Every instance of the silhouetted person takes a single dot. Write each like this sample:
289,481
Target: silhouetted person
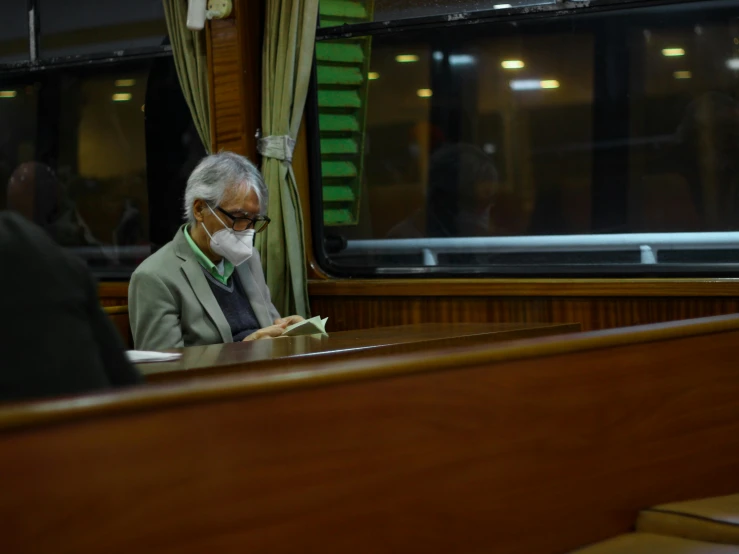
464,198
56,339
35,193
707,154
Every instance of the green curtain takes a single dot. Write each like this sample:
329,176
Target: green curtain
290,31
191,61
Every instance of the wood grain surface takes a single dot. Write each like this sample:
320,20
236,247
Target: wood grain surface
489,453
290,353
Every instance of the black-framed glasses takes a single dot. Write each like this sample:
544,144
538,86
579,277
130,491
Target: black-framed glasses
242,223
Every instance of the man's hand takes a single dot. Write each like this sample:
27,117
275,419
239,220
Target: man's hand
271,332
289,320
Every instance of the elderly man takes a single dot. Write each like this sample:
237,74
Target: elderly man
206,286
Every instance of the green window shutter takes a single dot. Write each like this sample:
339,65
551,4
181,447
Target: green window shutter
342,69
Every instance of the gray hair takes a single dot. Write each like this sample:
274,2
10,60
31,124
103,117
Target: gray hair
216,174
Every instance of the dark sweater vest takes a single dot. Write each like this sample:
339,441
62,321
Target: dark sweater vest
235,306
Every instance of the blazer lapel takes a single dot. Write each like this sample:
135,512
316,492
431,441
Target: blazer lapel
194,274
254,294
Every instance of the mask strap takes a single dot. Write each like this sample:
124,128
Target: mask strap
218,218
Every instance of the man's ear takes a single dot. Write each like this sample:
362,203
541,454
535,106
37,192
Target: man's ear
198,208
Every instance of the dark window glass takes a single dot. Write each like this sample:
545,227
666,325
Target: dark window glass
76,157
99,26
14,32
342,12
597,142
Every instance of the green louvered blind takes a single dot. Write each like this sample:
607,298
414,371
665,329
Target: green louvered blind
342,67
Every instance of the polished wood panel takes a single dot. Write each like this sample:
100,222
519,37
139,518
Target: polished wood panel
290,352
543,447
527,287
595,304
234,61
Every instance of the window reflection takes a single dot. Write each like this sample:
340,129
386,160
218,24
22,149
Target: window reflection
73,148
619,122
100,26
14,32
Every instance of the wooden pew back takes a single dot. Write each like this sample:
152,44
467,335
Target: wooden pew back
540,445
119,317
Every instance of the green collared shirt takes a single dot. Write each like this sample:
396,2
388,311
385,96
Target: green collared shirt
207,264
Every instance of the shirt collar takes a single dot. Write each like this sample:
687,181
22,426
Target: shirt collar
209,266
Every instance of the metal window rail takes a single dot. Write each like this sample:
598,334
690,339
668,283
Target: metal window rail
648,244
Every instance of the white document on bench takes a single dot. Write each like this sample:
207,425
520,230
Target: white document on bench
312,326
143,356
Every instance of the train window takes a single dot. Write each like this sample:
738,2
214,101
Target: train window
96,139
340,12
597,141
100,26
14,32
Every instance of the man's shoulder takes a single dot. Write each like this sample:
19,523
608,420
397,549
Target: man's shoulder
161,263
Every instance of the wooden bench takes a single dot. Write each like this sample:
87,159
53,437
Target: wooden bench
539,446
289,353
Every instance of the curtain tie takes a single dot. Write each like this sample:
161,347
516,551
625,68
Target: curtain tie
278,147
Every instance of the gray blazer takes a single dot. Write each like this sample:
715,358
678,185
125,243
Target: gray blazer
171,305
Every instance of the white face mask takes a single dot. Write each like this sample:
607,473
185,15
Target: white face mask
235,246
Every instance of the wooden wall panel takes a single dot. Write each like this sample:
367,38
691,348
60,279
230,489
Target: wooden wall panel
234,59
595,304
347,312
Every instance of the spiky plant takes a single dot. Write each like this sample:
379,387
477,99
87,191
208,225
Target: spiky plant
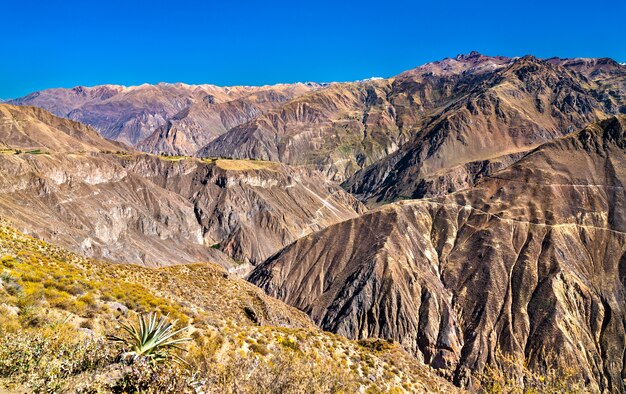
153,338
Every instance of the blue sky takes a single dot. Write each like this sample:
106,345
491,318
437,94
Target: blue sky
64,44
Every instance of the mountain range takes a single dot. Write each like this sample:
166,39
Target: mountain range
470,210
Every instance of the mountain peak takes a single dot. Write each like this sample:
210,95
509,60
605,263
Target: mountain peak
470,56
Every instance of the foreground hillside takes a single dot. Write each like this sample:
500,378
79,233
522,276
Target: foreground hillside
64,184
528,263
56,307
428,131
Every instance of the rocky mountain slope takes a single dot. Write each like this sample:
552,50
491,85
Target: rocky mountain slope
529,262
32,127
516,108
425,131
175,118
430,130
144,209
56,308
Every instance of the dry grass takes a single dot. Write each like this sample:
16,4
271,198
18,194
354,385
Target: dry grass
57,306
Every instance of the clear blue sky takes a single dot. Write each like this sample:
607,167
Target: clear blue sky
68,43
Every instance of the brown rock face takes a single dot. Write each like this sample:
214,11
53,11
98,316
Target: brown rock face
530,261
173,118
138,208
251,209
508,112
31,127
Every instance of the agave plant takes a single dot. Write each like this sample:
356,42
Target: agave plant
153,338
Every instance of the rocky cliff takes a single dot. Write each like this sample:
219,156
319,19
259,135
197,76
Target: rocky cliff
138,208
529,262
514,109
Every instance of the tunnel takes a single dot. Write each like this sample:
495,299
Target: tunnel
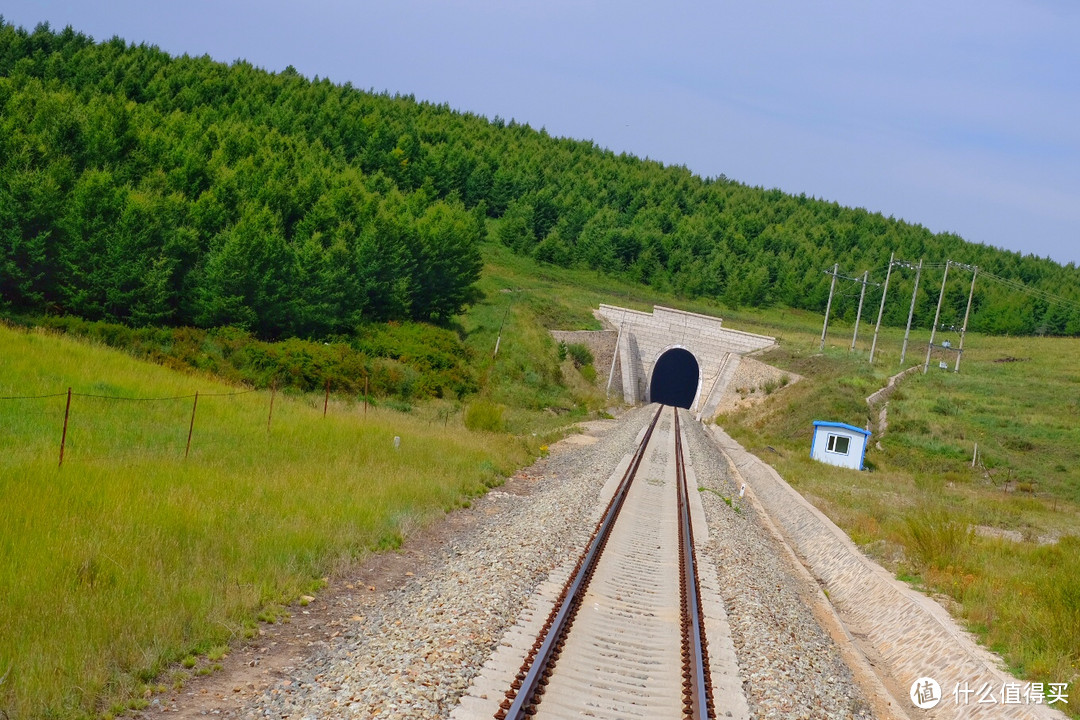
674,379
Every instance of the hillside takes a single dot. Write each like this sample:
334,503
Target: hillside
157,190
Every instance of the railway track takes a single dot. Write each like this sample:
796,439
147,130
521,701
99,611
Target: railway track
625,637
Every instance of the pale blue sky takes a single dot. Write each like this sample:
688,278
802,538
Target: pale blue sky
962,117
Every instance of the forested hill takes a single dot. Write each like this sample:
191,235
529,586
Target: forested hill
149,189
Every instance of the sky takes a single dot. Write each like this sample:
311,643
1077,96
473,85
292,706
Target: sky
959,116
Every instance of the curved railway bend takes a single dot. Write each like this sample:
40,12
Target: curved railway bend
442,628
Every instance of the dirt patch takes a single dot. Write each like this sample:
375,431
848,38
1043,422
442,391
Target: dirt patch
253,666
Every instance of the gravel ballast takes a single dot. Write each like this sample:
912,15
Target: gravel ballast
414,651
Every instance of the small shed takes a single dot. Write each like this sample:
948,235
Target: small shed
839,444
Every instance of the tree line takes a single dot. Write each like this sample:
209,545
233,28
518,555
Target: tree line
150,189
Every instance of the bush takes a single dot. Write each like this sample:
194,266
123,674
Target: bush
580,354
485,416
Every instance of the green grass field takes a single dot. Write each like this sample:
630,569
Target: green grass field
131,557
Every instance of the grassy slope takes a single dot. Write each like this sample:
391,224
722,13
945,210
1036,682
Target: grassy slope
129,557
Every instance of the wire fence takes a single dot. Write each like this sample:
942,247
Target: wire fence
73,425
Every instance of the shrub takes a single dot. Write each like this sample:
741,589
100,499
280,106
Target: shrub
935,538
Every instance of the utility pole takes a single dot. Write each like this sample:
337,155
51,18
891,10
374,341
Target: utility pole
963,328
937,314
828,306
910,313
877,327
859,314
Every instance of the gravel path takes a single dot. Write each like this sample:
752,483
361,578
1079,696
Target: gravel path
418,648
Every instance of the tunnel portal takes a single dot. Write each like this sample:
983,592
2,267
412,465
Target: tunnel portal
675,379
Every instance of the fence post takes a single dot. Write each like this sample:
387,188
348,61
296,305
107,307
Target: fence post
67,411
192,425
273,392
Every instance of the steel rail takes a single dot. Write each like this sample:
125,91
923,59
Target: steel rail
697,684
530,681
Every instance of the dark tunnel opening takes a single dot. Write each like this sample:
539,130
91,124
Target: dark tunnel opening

--

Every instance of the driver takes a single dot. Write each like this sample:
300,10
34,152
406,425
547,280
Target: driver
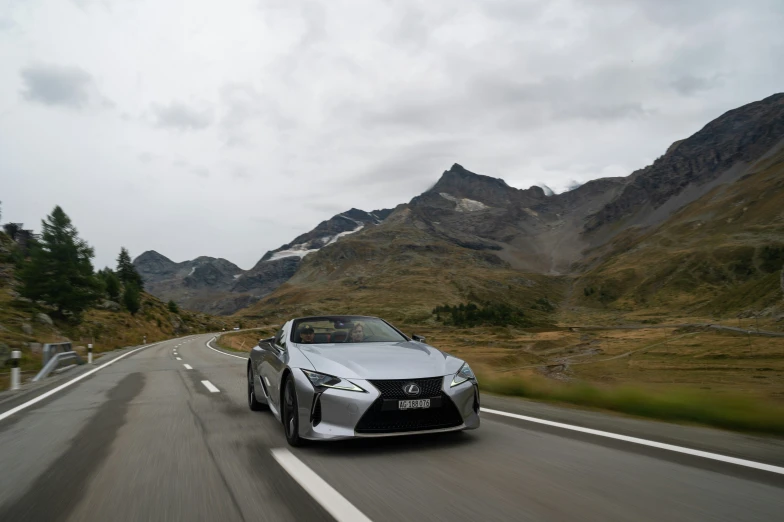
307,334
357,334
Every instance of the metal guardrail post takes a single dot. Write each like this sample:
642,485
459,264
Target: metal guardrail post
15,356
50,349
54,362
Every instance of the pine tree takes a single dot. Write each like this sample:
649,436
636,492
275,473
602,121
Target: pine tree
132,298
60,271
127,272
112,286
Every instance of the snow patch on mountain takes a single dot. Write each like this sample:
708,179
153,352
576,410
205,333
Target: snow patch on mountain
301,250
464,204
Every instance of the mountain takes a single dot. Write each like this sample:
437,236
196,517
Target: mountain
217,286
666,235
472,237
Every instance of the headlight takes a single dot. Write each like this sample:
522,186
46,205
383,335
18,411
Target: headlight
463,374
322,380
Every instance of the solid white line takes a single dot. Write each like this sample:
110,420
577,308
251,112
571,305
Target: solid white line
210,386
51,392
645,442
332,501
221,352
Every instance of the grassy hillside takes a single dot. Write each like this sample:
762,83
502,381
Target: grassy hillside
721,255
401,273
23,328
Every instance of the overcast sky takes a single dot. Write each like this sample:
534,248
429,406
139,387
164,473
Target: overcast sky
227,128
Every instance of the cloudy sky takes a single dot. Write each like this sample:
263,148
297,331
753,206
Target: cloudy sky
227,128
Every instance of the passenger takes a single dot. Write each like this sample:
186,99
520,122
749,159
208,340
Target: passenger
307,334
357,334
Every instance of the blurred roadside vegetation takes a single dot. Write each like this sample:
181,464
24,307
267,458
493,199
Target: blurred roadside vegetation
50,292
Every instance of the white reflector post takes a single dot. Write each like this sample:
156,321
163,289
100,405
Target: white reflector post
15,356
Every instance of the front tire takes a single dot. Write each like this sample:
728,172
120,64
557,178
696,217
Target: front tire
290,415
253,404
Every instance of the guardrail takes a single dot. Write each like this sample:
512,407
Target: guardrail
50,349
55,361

WHAT IS REQUIRED:
List every line in the items above that contains the word "wooden", copying each line in full.

RIGHT ANSWER:
Every instance of the wooden pew back takes a single dot. Write each like this sample:
Target: wooden pew back
Every instance of the wooden bench takes a single dot. Write each like this sample:
Target: wooden bench
Every instance of the wooden wall panel takes a single dot. Write each like this sample:
Target: wooden wall panel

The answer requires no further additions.